EXERCISE DETAILS: I'd like every entry returned exactly as it is, with the images left out.
═══ GIVEN DATA ═══
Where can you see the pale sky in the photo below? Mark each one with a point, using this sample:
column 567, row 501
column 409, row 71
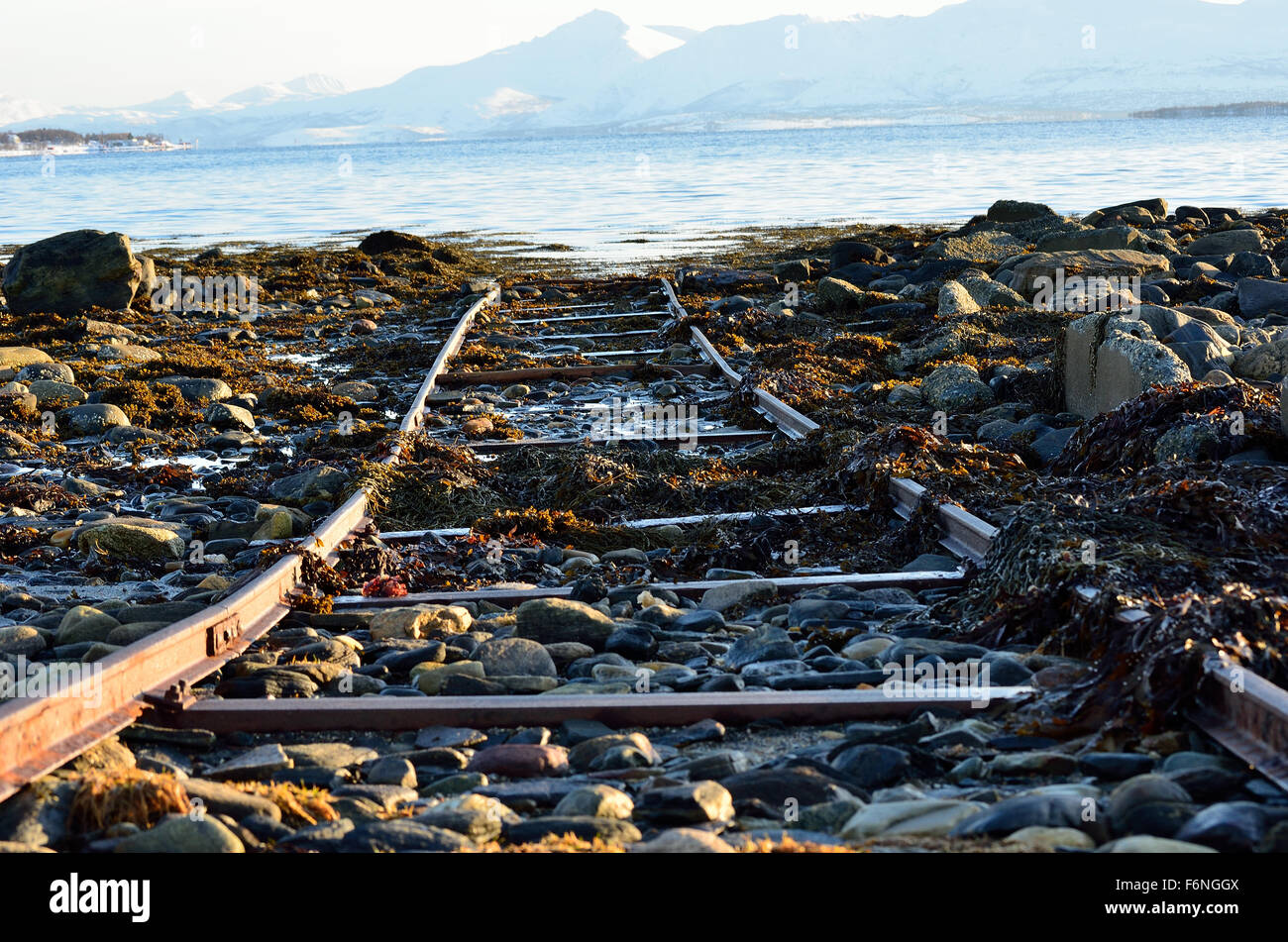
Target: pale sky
column 115, row 54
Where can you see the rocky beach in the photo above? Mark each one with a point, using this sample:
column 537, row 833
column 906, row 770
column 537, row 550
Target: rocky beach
column 1107, row 390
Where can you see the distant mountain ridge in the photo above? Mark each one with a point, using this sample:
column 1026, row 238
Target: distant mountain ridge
column 982, row 59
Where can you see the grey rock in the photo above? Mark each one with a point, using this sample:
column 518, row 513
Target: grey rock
column 72, row 271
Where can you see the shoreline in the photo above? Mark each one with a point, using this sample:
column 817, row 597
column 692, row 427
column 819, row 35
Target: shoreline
column 914, row 356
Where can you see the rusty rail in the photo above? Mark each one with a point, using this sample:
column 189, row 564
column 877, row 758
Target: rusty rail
column 42, row 734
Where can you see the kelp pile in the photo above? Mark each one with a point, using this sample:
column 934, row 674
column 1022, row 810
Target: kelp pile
column 1205, row 558
column 1193, row 421
column 951, row 470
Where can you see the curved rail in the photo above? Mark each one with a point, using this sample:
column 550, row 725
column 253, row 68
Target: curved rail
column 40, row 734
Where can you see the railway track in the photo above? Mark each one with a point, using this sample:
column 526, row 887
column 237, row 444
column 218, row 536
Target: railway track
column 158, row 679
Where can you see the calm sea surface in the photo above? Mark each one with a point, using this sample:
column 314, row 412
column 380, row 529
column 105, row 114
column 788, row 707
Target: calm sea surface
column 605, row 193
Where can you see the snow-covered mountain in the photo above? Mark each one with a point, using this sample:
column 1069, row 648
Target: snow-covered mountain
column 980, row 58
column 307, row 86
column 16, row 110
═══
OUTPUT BELOW:
Where can you see the pale sky in the photo below? Mark each one with a point, using this sample:
column 567, row 501
column 409, row 71
Target: pale sky
column 115, row 54
Where can you see the rocky beach in the photo above? Mark each one with a point, using this sample:
column 537, row 833
column 906, row 770
column 537, row 550
Target: rocky beach
column 1107, row 390
Where can you see the distant mountain ridge in the photo above? Mark each one with a point, using this sample:
column 1026, row 238
Target: distant mountain ridge
column 982, row 59
Where can you see the grey rock in the photo above? Mark each one with a point, using this sample:
column 518, row 513
Target: grey rock
column 72, row 271
Where can you see the shoreline in the photo above? Mark each one with a point, using this sample:
column 817, row 597
column 692, row 427
column 819, row 35
Target: shoreline
column 914, row 356
Where can you see the rusty rail in the photo above? Mark each one with a point, using this sample:
column 189, row 564
column 877, row 758
Target: rusty rail
column 42, row 734
Where can you see the kelp pile in the photo above? Mark each one with a point, using this sample:
column 934, row 674
column 1022, row 810
Target: kelp pile
column 1205, row 558
column 1193, row 421
column 951, row 470
Where can you see the curved rail in the photo above? Mark each one with a point, using this sample:
column 550, row 725
column 253, row 68
Target: curved rail
column 40, row 734
Where can you see the railway track in the photo above? Mark each one with a point, using this sample:
column 526, row 887
column 237, row 444
column 218, row 536
Target: railway track
column 158, row 679
Where can you see the calm sea surface in the photo above? Mark each one with a point, using this sample:
column 314, row 412
column 380, row 529
column 105, row 114
column 788, row 707
Target: calm sea surface
column 605, row 193
Where can you see the snow-covered mountain in the photo above? Mark each one with a point, using this sample:
column 1069, row 648
Target: snow-covered mountain
column 980, row 58
column 307, row 86
column 16, row 110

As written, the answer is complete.